> [PROBLEM DESCRIPTION]:
Pick out every line in the listing below that contains the word "concrete", and copy each one. Case counts.

Source records
###

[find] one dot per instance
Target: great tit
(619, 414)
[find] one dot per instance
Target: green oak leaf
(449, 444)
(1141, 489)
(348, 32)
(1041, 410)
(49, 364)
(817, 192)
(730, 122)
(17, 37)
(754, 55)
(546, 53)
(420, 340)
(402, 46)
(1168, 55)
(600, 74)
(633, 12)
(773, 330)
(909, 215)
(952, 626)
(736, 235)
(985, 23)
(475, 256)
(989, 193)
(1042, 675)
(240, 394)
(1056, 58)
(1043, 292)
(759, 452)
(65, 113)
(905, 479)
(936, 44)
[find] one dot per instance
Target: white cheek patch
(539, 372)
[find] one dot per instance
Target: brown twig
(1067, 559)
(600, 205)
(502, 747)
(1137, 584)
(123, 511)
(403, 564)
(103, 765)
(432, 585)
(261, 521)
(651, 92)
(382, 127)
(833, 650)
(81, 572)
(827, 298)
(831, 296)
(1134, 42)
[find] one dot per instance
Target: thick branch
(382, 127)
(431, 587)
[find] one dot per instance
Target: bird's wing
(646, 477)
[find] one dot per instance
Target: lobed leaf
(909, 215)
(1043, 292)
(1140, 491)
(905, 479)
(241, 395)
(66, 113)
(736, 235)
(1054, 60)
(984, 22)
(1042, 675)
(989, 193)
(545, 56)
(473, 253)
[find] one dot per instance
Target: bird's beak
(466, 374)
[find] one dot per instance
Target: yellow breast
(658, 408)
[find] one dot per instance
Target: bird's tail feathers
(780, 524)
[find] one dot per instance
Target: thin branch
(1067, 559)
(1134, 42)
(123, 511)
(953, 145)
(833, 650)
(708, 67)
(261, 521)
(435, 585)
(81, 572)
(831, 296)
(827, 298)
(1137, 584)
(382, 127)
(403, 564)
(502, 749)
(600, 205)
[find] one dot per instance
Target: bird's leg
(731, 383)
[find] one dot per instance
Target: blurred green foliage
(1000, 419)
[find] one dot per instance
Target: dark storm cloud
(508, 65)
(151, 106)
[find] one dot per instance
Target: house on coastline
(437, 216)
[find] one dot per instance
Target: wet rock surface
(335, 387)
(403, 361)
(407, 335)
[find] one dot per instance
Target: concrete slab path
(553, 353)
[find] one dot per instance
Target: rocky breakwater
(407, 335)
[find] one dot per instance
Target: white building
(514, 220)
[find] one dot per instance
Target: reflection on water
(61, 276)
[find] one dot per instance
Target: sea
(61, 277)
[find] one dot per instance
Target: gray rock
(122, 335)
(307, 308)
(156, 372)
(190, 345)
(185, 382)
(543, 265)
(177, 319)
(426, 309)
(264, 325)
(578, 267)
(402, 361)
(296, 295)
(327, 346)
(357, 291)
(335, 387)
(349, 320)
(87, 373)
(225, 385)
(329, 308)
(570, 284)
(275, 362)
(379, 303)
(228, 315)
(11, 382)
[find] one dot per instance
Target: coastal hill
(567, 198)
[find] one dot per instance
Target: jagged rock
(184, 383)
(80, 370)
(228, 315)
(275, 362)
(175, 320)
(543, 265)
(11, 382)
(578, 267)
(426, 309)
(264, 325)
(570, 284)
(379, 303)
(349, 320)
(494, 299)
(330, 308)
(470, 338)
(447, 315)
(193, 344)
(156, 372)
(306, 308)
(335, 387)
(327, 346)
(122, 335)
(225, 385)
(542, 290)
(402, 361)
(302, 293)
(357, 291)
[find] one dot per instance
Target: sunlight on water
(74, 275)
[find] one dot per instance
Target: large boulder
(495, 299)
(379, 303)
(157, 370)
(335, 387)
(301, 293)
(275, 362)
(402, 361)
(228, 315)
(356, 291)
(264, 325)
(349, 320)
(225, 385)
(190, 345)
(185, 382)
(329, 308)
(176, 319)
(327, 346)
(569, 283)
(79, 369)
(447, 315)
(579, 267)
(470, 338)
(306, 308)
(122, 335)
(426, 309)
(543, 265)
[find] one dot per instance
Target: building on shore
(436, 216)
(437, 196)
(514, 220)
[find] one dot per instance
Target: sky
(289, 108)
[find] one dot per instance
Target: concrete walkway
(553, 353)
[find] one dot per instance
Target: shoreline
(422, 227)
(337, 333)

###

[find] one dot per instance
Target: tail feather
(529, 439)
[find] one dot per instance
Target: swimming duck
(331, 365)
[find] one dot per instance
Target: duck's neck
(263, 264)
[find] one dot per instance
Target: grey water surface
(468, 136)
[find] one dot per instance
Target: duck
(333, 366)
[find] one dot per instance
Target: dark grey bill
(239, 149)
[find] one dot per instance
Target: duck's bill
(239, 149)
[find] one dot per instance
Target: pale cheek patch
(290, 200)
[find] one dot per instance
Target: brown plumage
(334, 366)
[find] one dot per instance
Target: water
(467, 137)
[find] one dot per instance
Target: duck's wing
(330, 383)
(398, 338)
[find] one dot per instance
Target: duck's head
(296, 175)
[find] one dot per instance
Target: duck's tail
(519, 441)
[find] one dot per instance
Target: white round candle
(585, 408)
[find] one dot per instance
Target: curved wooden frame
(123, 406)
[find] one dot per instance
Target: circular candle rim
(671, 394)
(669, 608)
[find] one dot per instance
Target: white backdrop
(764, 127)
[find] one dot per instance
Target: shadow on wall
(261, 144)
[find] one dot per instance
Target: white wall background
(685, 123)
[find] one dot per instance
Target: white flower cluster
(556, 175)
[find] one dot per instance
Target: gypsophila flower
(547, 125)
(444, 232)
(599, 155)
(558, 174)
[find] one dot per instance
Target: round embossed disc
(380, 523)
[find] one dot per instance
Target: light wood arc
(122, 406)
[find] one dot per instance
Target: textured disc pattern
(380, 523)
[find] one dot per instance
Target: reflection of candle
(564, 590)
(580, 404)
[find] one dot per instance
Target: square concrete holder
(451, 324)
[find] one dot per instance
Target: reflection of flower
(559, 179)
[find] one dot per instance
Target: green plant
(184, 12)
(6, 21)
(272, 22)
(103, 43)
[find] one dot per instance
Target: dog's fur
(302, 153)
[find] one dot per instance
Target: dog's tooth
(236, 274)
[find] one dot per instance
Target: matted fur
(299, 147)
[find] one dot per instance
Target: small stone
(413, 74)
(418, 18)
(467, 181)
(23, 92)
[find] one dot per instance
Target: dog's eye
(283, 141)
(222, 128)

###

> [OUTPUT FOR THIS EXERCISE]:
Target: concrete slab path
Target: concrete walkway
Target: square concrete holder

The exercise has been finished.